(Region labeling items)
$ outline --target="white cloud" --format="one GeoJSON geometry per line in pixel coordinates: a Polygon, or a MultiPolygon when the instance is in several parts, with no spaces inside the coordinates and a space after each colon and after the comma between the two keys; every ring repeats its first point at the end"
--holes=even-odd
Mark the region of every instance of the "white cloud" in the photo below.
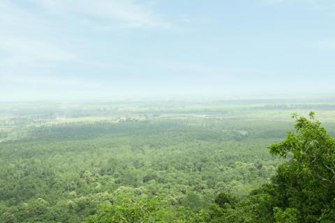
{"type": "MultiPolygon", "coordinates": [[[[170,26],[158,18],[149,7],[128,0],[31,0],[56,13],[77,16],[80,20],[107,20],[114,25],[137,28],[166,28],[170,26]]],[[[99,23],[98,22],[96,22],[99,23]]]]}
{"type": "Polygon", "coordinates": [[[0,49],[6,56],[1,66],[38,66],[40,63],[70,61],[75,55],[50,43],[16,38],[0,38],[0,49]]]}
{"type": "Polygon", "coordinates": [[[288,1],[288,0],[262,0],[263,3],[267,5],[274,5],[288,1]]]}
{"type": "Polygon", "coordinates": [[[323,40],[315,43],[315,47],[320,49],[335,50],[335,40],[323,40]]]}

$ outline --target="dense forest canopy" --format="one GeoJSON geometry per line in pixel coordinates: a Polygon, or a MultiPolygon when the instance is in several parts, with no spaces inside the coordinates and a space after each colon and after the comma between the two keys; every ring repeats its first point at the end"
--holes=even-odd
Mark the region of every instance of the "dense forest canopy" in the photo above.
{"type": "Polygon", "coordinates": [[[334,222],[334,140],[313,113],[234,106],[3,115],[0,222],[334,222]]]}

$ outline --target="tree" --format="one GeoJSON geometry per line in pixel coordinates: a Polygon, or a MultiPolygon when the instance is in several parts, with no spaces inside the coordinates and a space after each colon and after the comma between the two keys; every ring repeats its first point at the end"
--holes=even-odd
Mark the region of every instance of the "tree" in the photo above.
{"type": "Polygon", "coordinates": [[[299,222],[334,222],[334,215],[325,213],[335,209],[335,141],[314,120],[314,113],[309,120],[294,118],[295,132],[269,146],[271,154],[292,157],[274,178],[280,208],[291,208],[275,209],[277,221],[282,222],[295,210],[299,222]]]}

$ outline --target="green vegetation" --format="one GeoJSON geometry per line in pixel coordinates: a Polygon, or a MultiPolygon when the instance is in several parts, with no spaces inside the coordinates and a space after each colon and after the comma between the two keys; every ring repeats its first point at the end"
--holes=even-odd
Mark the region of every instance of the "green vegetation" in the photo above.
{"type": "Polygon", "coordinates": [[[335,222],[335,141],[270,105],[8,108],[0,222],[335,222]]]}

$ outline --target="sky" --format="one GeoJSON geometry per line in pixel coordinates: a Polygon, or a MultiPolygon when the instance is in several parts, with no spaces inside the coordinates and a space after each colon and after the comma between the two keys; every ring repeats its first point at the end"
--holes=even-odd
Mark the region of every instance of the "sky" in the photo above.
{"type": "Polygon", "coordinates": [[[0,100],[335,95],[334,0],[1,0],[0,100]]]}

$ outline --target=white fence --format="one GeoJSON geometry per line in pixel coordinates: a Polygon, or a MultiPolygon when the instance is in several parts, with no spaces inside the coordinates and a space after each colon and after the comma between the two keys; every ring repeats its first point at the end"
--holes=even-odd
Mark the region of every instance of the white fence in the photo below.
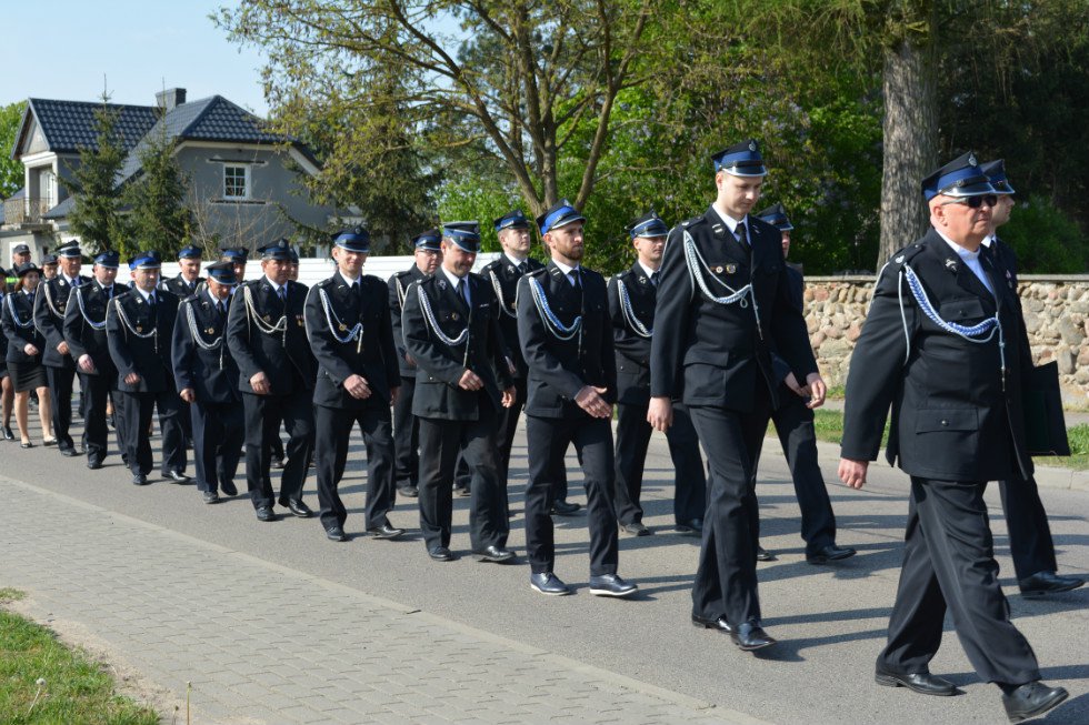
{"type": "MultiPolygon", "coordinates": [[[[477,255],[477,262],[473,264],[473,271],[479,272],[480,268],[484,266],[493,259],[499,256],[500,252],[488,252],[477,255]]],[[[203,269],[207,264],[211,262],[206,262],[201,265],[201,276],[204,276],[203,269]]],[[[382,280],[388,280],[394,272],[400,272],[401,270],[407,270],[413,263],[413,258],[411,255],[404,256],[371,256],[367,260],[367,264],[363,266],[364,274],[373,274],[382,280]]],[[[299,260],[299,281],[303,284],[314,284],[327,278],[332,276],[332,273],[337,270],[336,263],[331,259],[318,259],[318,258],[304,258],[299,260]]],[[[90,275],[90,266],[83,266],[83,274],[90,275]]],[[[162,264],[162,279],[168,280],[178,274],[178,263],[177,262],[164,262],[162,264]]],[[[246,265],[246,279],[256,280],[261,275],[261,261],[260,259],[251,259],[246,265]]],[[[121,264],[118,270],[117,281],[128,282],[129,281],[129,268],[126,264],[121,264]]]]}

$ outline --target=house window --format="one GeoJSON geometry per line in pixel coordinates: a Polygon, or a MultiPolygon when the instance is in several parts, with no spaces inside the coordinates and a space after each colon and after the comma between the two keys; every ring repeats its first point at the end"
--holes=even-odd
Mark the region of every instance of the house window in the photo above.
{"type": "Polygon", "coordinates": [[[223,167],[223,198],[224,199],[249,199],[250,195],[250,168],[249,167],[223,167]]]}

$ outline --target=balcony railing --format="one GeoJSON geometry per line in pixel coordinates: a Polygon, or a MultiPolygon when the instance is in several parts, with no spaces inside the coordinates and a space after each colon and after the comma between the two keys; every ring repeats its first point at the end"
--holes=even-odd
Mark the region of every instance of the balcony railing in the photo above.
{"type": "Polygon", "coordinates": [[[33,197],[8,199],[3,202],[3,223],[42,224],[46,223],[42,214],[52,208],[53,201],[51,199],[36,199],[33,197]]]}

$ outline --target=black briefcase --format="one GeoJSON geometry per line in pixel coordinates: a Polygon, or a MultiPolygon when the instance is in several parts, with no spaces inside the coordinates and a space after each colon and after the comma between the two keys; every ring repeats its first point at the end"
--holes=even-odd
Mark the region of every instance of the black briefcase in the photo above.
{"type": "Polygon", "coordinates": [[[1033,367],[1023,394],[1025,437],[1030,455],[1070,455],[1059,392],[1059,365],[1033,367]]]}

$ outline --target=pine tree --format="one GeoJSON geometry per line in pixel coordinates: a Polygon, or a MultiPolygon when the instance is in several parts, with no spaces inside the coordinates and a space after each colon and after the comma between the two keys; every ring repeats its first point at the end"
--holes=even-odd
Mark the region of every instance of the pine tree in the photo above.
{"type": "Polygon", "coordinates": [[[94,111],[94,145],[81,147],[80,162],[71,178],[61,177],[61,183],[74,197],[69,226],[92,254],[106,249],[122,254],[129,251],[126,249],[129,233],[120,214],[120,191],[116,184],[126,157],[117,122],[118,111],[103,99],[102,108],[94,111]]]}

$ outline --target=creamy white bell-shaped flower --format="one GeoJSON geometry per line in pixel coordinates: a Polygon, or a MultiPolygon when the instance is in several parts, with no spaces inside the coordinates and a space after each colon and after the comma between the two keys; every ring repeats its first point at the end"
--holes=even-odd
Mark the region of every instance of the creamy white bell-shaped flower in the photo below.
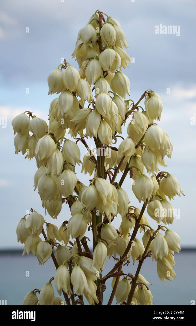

● EXERCISE DIRECTIONS
Extract every line from the lines above that contains the string "vegetation".

● TASK ANSWER
$ outline --target="green vegetation" --format="one GeoJSON geometry per line in pixel coordinates: a Polygon, or a MultiPolygon when the instance is in several parts, with no spaces inside the coordinates and a space after each colon and after the comma between the two keys; every ring repeats its first point at the end"
Mark the region of every instance of the "green vegetation" in the photo above.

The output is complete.